═══ Material for this task ═══

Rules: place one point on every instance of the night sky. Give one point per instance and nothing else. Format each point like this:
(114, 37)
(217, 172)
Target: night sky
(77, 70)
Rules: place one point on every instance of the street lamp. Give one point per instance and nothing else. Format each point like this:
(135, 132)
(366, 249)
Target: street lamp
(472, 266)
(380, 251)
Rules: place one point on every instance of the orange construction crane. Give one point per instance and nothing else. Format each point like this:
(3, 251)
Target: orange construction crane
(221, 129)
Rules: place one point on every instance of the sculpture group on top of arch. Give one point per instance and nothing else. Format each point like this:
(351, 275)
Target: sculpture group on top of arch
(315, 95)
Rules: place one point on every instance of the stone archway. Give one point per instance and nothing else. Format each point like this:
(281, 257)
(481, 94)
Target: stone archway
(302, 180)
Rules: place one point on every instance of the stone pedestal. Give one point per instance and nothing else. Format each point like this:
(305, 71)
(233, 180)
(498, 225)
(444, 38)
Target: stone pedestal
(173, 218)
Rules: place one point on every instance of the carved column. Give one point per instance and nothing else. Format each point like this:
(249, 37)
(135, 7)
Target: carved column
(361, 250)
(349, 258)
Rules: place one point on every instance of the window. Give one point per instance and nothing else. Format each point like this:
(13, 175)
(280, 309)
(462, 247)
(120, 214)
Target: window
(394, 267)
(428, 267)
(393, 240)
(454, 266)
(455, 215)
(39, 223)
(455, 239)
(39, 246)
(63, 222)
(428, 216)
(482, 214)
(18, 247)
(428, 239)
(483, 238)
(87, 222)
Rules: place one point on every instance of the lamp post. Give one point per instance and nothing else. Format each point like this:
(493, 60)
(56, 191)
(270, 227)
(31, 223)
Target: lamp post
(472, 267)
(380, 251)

═══
═══ Material for this task ═══

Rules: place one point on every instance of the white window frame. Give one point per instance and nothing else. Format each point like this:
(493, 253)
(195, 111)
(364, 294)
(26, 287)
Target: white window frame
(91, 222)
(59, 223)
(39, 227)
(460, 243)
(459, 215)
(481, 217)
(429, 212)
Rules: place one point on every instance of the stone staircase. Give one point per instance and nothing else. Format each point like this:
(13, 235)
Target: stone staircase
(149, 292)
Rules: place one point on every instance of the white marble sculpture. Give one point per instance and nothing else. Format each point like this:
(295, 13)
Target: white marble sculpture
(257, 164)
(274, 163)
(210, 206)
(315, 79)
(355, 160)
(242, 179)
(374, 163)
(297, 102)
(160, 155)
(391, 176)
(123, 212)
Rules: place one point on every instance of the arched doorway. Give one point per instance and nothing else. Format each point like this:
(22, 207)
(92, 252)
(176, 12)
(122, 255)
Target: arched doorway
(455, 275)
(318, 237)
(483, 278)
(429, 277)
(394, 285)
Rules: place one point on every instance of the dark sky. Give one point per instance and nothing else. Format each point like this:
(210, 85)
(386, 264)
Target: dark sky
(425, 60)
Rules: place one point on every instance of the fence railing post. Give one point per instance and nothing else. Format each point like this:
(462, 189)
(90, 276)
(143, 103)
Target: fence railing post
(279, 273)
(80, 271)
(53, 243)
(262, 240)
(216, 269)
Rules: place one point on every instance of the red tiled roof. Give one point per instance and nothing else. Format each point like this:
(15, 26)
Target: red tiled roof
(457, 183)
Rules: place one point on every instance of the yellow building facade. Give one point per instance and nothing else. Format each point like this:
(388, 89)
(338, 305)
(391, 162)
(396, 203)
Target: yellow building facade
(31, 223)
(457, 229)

═══

* What is expected *
Please transcribe only the lines in the records above running from the line that has "Target: white marble sculpture" through the line that has "Rules: place one point on every instance of the dark", both included, exactly as they appear.

* Task response *
Target: white marble sculpture
(257, 164)
(274, 163)
(210, 206)
(315, 79)
(355, 160)
(242, 179)
(374, 163)
(297, 102)
(160, 155)
(391, 176)
(123, 212)
Rules: place one point on every instance of the arched doorway. Give one point per instance and nothing else. Format each point like this:
(22, 207)
(92, 252)
(176, 12)
(122, 255)
Target: arched doorway
(455, 275)
(318, 237)
(483, 278)
(429, 277)
(394, 285)
Rules: place one point on every instance of the dark sky. Give one point per instance and nothing else. Format each point like this:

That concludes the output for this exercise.